## Consigne
Réécrivez le passage de l'extrait sur la formation professionnelle en commençant par « Trois parties composent » et en allant jusqu'à « les universités réagissent. », avec « établissements d'enseignement supérieur » à la place de « universités ».

## Extrait du texte
◇ ◇ ◇
Quelques mois après le vote de la loi « Pour la liberté de choisir son avenir professionnel », Administration & éducation, la revue de l’AFAE, consacre un nouveau numéro à la formation professionnelle tout au long de la vie. Un numéro qui montre comment on passe à une logique de parcours et à ce qu’elle implique pour l’Education nationale. Mais qui révèle aussi comment cette évolution porte une transformation des finalités de cette formation professionnelle décidément confiée aux acteurs économiques.
Dirigé par Micheline Barthout-Casale, Paul Fayolle et Annie Tobaty, ce numéro 161 clôt une série de trois numéros sur « l’école de demain ». Les deux précédents numéros ont traité de l’école du socle et du Bac -3 Bac +3.
» Ce numéro aborde le sujet sur deux aspects. Le premier s’interroge sur l’accès à cette formation sous l’angle de l’équité : comment assurer une égalité dans le droit à la formation toute la vie ? Le second aborde les méthodes, les principes qui organisent cette formation dans son exercice. Nous analyserons en quoi les notions de compétences et de parcours de formation sont des paradigmes essentiels et transformateurs du système global de formation », annoncent les responsables du numéro.
Trois parties composent le numéro. Après une description des évolutions de la formation des adultes et une présentation des notions de compétences et parcours, la dernière partie montre comment l’institution éducation nationale et les universités réagissent.
◇ ◇ ◇
## Extrait source
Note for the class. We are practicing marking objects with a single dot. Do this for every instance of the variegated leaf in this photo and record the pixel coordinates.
◇ ◇ ◇
## Résultat final
Trois parties composent le numéro. Après une description des évolutions de la formation des adultes et une présentation des notions de compétences et parcours, la dernière partie montre comment l’institution éducation nationale et les établissements d'enseignement supérieur réagissent.